== Activities ==
1. Edit the horse color thread from the words "Sorrel and chestnut" through the words "(Jul 25, 2012)", changing "ticking" to "flecking" everywhere it appears in that stretch.
2. In the horse color thread, what does NdAppy say a horse must have in order to be roan?
3. Write the next part of the horse color thread, picking up after its final post.

== Page extract ==
..........

I thought sabino was an overo with ticking- splash was high whites bald face- and frame overo (lwo) was white stretching horizontally, and rarely crossin the back- tobiano was known for rounded color patches and vertical white, known for coming up the hindquarters and crossing the back? Basics- ive seen frame overo horses that were solid, and that had 3 socks, etcetra..


----------



## toto (Mar 3, 2013)

CLaPorte432 said:


> She has a flaxen mane. That's why its "white" and a whole lot lighter then the rest of her body.
> _Posted via Mobile Device_



Wouldnt flaxen be white or very light? Her mane is red like her body and the top is lighter red middle is white and bottom is lightest shade of red- her tail is a very dark red with white hairs on the outsides and darkest shades of red in the middle. 

If her mane was lighter id say she was a chestnut- right?


----------



## dbarabians (May 21, 2011)

Where are NDappy and Chillaa at when you need them? Taking a break from their duties as on call colour experts?
Not that the rest of you are not knowledgeable but if those two chime in I dont read the whole thread.
Does rabicano skip a generation? I dont think this mare is a rabicano and agree she is a sorrel with white. Shalom


----------



## CLaPorte432 (Jan 3, 2012)

toto said:


> Wouldnt flaxen be white or very light? Her mane is red like her body and the top is lighter red middle is white and bottom is lightest shade of red- her tail is a very dark red with white hairs on the outsides and darkest shades of red in the middle.
> 
> If her mane was lighter id say she was a chestnut- right?


she is still a chestnut, but her mane is flaxen. Which means she carries the gene that lightens a mane and tail. Even though her tail may be the same color as her body. flaxen ddoesn't mean "white" like your thinking, like a Palomino's mane. It can range in shades from super light, to just a shade lighter then the body, and it can have different shade in it as well.
_Posted via Mobile Device_


----------



## MelissaAnn (Aug 26, 2011)

My very dark BA Brown has a fair amount of white ticking and is absolutely the farthest thing from a roan as possible. So it is not just common in red horses! Common in horses!


----------



## NdAppy (Apr 8, 2009)

Sorrel and chestnut are both red. Shade makes no difference in that. 

All red horses have some amount of white ticking throughout their bodies. 

To be roan a horse MUST have a roan parent. Just like grey it doesn't hide or skip generations.


----------



## Boo Walker (Jul 25, 2012)

Red Roan

http://eveningstarranch.tripod.com/mhbr/stock/images/quarter-horse-roan-red.jpg


----------



## dbarabians (May 21, 2011)

NDappy to the rescue.
Could it be a form of rabicano and does that skip a generation? Shalom


----------



## NdAppy (Apr 8, 2009)

Without seeing the horse in question, I really wouldn't hazard a guess. I don't believe that rabicano skips generations, but it can be very minimal.

..........

== Exercise data ==
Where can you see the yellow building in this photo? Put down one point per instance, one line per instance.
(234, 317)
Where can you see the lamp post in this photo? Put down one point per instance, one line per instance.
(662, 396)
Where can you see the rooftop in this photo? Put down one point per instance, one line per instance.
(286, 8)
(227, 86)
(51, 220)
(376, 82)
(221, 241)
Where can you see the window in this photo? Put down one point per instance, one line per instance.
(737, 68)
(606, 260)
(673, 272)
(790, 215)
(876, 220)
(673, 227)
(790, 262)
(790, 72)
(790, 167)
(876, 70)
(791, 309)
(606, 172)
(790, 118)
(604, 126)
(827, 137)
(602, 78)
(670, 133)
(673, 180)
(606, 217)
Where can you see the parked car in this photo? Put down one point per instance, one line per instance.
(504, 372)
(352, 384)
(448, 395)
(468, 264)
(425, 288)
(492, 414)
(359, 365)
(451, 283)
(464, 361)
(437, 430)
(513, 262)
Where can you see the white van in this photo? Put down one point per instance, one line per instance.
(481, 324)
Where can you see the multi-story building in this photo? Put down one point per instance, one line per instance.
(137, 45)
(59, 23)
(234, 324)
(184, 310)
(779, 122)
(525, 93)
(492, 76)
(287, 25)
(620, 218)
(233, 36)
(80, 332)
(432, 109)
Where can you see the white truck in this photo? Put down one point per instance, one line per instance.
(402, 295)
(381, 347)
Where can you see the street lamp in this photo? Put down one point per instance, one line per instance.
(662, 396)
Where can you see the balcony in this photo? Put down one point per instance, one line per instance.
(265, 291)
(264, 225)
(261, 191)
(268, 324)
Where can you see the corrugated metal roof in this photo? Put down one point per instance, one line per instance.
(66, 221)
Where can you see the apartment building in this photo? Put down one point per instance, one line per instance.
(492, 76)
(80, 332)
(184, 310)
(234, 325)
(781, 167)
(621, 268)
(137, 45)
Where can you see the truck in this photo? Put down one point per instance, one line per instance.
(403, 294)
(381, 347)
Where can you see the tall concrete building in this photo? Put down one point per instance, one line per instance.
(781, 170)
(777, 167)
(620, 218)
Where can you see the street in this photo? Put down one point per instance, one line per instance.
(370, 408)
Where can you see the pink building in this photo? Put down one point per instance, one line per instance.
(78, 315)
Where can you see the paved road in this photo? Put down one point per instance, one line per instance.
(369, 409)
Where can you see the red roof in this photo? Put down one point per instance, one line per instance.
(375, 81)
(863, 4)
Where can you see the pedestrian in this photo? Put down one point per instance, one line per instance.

..........

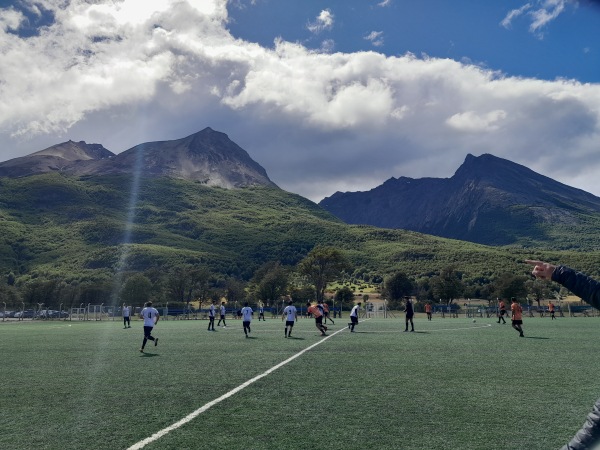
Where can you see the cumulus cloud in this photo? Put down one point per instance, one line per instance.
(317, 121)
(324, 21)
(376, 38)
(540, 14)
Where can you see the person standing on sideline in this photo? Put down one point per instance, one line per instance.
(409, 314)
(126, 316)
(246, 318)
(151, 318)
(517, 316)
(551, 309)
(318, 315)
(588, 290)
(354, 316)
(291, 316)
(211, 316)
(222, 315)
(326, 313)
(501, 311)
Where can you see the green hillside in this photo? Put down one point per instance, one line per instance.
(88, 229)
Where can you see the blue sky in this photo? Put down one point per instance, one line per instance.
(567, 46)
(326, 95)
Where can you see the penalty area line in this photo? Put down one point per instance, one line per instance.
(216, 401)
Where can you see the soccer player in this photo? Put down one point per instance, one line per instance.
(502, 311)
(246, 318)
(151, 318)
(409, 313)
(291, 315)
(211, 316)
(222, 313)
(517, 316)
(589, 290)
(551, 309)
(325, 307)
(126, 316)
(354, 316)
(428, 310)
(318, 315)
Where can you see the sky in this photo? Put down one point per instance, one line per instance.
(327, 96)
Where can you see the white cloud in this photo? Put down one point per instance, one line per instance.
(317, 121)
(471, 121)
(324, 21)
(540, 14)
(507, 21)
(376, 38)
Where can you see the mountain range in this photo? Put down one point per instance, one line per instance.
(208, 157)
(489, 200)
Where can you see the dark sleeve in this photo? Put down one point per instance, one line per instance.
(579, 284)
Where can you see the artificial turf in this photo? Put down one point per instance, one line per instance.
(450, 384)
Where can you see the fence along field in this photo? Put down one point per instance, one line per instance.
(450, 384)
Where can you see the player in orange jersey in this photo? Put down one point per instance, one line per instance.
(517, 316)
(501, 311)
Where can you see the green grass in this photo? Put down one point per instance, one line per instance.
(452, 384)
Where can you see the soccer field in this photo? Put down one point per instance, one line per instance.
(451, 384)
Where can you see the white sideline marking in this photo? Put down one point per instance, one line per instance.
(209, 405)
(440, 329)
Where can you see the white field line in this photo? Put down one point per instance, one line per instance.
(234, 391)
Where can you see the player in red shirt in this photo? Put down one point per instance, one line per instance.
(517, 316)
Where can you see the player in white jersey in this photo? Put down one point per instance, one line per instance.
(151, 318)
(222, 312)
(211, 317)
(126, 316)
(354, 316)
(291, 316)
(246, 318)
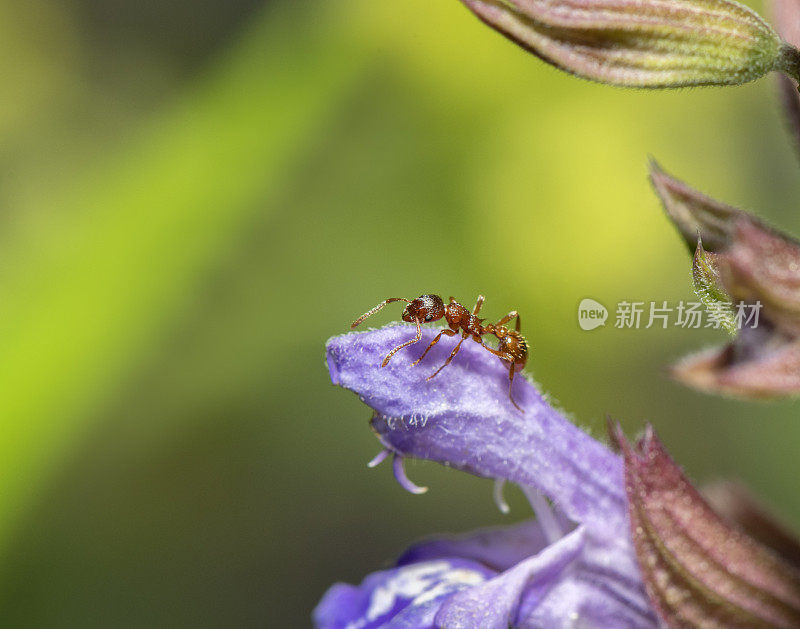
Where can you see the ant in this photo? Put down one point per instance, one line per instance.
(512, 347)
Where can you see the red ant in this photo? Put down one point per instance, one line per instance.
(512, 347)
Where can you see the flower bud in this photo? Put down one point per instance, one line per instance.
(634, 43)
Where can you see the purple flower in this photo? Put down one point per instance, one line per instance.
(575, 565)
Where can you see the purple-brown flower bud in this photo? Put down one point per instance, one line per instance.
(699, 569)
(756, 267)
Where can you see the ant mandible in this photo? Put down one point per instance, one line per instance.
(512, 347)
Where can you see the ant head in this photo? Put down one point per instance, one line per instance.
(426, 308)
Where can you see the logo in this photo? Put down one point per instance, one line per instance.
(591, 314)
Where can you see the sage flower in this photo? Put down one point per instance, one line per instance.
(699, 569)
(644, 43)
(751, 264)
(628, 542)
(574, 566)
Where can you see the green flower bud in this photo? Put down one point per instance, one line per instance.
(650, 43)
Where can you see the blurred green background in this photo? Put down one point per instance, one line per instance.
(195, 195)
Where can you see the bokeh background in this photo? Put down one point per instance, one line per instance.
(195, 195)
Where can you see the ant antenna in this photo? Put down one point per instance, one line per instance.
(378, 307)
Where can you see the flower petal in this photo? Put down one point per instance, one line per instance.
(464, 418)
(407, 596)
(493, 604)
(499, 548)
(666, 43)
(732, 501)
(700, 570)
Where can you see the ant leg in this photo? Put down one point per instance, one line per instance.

..........

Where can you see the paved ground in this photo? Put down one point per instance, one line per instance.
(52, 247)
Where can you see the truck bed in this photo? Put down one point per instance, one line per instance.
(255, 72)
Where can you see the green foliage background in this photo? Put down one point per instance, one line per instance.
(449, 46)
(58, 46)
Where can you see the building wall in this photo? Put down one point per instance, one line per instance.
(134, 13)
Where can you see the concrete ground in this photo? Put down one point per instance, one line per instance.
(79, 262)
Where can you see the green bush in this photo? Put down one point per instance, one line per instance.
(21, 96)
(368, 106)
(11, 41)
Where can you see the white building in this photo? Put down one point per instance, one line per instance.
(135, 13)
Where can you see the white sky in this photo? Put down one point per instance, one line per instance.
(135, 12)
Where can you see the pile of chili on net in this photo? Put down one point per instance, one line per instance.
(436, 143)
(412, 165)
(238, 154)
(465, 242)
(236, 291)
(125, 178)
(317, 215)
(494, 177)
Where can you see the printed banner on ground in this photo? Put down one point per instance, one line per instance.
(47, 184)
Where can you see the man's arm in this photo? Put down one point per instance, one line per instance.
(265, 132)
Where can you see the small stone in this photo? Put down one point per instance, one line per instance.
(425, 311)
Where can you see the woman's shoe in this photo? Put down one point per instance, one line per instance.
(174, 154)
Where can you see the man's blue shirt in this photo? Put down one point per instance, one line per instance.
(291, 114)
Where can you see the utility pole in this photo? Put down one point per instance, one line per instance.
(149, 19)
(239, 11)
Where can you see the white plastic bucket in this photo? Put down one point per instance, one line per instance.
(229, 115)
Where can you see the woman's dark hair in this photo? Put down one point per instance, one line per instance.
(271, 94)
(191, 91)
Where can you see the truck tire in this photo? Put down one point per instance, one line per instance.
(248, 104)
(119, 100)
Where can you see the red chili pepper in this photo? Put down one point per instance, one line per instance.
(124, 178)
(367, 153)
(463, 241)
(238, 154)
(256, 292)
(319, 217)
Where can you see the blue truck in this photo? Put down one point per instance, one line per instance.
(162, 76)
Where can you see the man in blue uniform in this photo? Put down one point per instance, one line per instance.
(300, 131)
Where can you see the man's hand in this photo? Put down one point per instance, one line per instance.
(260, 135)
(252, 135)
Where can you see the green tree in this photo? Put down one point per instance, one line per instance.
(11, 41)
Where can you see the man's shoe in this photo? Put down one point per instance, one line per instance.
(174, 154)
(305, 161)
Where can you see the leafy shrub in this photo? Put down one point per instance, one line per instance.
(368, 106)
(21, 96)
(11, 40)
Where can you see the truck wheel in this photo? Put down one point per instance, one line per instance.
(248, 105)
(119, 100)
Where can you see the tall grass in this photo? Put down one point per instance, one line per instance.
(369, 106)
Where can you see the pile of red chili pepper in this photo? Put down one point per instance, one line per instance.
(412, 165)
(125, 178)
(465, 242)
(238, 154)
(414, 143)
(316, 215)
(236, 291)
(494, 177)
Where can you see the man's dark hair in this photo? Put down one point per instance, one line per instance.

..........

== Task results ==
1.
Sorrel and chestnut are both red. Shade makes no difference in that. 

All red horses have some amount of white flecking throughout their bodies. 

To be roan a horse MUST have a roan parent. Just like grey it doesn't hide or skip generations.


----------



## Boo Walker (Jul 25, 2012)

2. A roan parent.

3.
----------



## toto (Mar 3, 2013)

Boo Walker said:


> Red Roan
> 
> http://eveningstarranch.tripod.com/mhbr/stock/images/quarter-horse-roan-red.jpg


^pretty!

I was only curious after seeing darker variations of red roan like this one..


----------



## toto (Mar 3, 2013)

CLaPorte432 said:


> she is still a chestnut, but her mane is flaxen. Which means she carries the gene that lightens a mane and tail. Even though her tail may be the same color as her body. flaxen ddoesn't mean "white" like your thinking, like a Palomino's mane. It can range in shades from super light, to just a shade lighter then the body, and it can have different shade in it as well.
> _Posted via Mobile Device_



I call a 'chestnut' lighter than a 'sorrel' i do realize theyre both ee and technically the same color ones just darker and im just weird- i like to specify, lol. 

Can a sorrel be flaxen sorrel? she has a few white hairs in her tail but her mane has gotten super light this year- itll be darker this summer though.. ill update- its crazy! Lol.


----------



## NdAppy (Apr 8, 2009)

Yes a sorrel can be flaxen.


----------



## smrobs (Jul 30, 2008)

The funny thing about the roan gene is that you can never be certain just how much roaning a horse will have. Some have very little like this guy









and others are so roaned out that they look almost gray.

Take this horse for example, it's a colt by one of my favorite studs of all time and it's definitely a chestnut roan.


----------



## CLaPorte432 (Jan 3, 2012)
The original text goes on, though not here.